EXERCISE PROMPT =
All of the data must be retyped exactly, with nothing left out.

---

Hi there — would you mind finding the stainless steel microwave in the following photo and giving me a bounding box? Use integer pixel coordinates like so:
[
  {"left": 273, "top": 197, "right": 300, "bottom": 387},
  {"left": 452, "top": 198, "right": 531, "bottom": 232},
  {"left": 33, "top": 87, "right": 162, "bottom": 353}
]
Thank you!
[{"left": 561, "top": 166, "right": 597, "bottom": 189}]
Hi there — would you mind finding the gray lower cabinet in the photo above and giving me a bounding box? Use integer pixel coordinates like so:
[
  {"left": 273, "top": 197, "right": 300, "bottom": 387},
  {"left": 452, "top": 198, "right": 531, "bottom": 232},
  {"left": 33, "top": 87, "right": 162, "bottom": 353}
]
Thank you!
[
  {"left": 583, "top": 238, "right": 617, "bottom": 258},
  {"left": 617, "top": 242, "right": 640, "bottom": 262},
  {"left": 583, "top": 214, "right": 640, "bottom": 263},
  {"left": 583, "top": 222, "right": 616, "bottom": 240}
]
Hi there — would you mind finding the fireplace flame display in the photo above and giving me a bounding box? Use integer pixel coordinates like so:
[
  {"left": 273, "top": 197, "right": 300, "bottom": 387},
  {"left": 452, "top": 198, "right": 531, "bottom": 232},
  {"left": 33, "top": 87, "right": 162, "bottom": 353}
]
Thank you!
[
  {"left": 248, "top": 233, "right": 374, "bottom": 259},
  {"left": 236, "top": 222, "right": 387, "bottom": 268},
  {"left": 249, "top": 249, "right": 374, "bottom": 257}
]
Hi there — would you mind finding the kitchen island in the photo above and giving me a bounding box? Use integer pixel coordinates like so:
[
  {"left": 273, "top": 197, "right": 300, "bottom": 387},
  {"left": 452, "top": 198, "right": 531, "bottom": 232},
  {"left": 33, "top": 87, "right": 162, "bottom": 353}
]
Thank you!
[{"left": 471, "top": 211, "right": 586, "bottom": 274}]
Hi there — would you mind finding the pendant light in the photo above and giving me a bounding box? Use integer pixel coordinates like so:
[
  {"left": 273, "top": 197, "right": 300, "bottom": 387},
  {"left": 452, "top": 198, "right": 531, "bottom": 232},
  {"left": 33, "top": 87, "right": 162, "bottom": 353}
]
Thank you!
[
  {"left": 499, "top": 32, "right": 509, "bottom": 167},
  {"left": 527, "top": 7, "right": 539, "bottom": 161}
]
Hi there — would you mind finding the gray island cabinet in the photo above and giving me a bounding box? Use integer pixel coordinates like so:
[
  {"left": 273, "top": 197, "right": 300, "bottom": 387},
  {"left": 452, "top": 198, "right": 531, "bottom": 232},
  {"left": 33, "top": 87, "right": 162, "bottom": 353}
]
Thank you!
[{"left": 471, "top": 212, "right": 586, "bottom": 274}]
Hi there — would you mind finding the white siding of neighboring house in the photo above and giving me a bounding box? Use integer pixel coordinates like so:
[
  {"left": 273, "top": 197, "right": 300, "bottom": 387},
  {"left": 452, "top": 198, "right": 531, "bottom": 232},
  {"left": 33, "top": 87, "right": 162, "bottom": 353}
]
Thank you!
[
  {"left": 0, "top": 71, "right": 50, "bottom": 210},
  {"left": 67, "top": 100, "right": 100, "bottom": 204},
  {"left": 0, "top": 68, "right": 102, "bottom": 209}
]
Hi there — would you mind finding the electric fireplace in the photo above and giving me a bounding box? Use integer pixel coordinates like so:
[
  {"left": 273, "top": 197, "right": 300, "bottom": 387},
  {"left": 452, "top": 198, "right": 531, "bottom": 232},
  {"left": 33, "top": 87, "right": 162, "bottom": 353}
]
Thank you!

---

WRITTEN RESPONSE =
Hi there — would you mind finding the stainless steel microwave in the following photo and giving me a bounding box? Use integer pixel coordinates like so:
[
  {"left": 273, "top": 197, "right": 300, "bottom": 387},
  {"left": 452, "top": 198, "right": 531, "bottom": 232},
  {"left": 33, "top": 87, "right": 162, "bottom": 353}
]
Thank you!
[{"left": 561, "top": 166, "right": 597, "bottom": 189}]
Hi there — would you mind finding the gray lower cabinet in the photo above and giving me a bounding box? Use integer pixel coordinates like so:
[
  {"left": 273, "top": 197, "right": 300, "bottom": 387},
  {"left": 452, "top": 198, "right": 531, "bottom": 232},
  {"left": 33, "top": 87, "right": 162, "bottom": 353}
]
Thank you!
[
  {"left": 583, "top": 238, "right": 617, "bottom": 258},
  {"left": 617, "top": 242, "right": 640, "bottom": 262},
  {"left": 583, "top": 214, "right": 640, "bottom": 263},
  {"left": 583, "top": 222, "right": 616, "bottom": 240}
]
Hi there — would you mind finding the fireplace flame display in the photo above and giving me a bounding box? Use integer pixel coordinates like so:
[
  {"left": 273, "top": 197, "right": 300, "bottom": 387},
  {"left": 452, "top": 198, "right": 531, "bottom": 232},
  {"left": 33, "top": 87, "right": 162, "bottom": 353}
]
Thank you!
[
  {"left": 248, "top": 233, "right": 374, "bottom": 259},
  {"left": 236, "top": 222, "right": 387, "bottom": 268},
  {"left": 249, "top": 249, "right": 374, "bottom": 257}
]
Hi there — would you mind finding the kitchen island in the photo above and giving me a bounding box? Use integer pixel coordinates like so:
[
  {"left": 273, "top": 197, "right": 300, "bottom": 387},
  {"left": 452, "top": 198, "right": 531, "bottom": 232},
  {"left": 33, "top": 87, "right": 162, "bottom": 353}
]
Thank you!
[{"left": 471, "top": 211, "right": 586, "bottom": 274}]
Hi there — would you mind finding the pendant light in the photo above and giving me a bounding box? Use integer pixel coordinates like so:
[
  {"left": 273, "top": 197, "right": 300, "bottom": 387},
  {"left": 452, "top": 198, "right": 531, "bottom": 232},
  {"left": 33, "top": 87, "right": 162, "bottom": 353}
]
Thank you!
[
  {"left": 499, "top": 32, "right": 509, "bottom": 167},
  {"left": 527, "top": 7, "right": 539, "bottom": 161}
]
Hi there — would you mind finding the gray island cabinet in the photo above and giving me a bounding box? Use integer pixel coordinates like so:
[
  {"left": 273, "top": 197, "right": 300, "bottom": 387},
  {"left": 452, "top": 198, "right": 531, "bottom": 232},
  {"left": 33, "top": 87, "right": 162, "bottom": 353}
]
Thank you!
[{"left": 471, "top": 212, "right": 586, "bottom": 274}]
Hi there — would you mind finding the white siding of neighboring house in the photo above and giving me a bounding box? Use integer pixel coordinates like so:
[
  {"left": 273, "top": 197, "right": 300, "bottom": 387},
  {"left": 452, "top": 198, "right": 531, "bottom": 232},
  {"left": 33, "top": 87, "right": 162, "bottom": 353}
]
Thank you!
[
  {"left": 0, "top": 71, "right": 50, "bottom": 210},
  {"left": 67, "top": 100, "right": 100, "bottom": 204},
  {"left": 0, "top": 68, "right": 102, "bottom": 209}
]
Hi there — would you mind finding the electric fireplace in the photo above and giving me a bounding box? Use integer pixel coordinates like so:
[
  {"left": 273, "top": 197, "right": 300, "bottom": 387},
  {"left": 452, "top": 198, "right": 531, "bottom": 232},
  {"left": 33, "top": 87, "right": 162, "bottom": 353}
]
Thank you!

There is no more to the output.